◆ **EXERCISE**: Up to and including the line with "Target: monk in orange robe", return every line from the start of the entries below exactly.

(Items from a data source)
==*==

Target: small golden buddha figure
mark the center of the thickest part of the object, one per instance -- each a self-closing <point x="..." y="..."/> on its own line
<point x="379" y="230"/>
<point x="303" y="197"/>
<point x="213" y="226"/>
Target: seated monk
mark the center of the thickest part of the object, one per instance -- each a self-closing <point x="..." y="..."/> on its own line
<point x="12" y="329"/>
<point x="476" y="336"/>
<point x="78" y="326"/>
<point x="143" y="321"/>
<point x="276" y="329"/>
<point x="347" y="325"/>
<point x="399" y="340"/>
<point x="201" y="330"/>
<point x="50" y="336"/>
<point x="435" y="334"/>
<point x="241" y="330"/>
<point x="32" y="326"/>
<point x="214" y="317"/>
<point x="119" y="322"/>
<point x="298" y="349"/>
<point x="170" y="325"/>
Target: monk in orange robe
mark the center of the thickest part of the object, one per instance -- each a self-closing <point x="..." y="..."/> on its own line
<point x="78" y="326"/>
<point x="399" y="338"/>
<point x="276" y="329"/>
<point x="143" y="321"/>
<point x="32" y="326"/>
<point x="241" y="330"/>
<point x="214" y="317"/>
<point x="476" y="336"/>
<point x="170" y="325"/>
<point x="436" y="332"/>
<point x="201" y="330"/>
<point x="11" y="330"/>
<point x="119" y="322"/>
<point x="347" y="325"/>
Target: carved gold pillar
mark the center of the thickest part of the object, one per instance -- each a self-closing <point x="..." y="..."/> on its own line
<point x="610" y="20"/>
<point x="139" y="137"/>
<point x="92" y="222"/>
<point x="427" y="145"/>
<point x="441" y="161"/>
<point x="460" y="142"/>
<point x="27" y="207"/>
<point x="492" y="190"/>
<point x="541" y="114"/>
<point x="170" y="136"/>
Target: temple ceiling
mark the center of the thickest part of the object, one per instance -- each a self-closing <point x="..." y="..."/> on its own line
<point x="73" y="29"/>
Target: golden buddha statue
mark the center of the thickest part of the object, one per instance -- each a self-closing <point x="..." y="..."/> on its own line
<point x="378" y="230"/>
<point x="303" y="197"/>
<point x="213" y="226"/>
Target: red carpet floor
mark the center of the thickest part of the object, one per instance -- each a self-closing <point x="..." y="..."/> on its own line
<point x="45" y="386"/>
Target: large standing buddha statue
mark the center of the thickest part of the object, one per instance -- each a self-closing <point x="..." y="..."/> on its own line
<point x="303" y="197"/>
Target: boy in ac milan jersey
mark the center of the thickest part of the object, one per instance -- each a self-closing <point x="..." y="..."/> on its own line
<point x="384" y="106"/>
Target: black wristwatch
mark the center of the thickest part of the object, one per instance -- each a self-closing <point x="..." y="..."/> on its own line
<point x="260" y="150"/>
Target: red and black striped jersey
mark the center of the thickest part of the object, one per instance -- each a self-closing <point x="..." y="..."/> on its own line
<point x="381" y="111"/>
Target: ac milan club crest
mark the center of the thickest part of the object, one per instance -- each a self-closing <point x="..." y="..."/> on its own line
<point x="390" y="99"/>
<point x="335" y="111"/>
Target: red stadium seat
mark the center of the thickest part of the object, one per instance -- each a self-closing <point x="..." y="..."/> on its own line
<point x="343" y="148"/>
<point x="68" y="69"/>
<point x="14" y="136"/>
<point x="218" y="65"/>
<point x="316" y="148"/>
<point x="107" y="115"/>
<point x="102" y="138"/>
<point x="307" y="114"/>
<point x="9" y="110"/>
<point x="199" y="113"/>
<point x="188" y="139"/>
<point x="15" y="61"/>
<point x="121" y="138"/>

==*==

◆ **TASK RESULT**:
Target: small golden buddha figure
mark the center of the thickest part of the object, one per instance -- each a self-closing <point x="..." y="..."/> on its own line
<point x="379" y="230"/>
<point x="303" y="197"/>
<point x="213" y="226"/>
Target: seated monk
mark the center of the thickest part of the object, one per instance -- each a self-closing <point x="..." y="..."/> on its own line
<point x="12" y="329"/>
<point x="476" y="336"/>
<point x="78" y="326"/>
<point x="143" y="321"/>
<point x="276" y="329"/>
<point x="347" y="325"/>
<point x="399" y="340"/>
<point x="201" y="330"/>
<point x="50" y="336"/>
<point x="435" y="334"/>
<point x="241" y="330"/>
<point x="32" y="326"/>
<point x="214" y="317"/>
<point x="119" y="322"/>
<point x="298" y="349"/>
<point x="170" y="325"/>
Target: monk in orange robe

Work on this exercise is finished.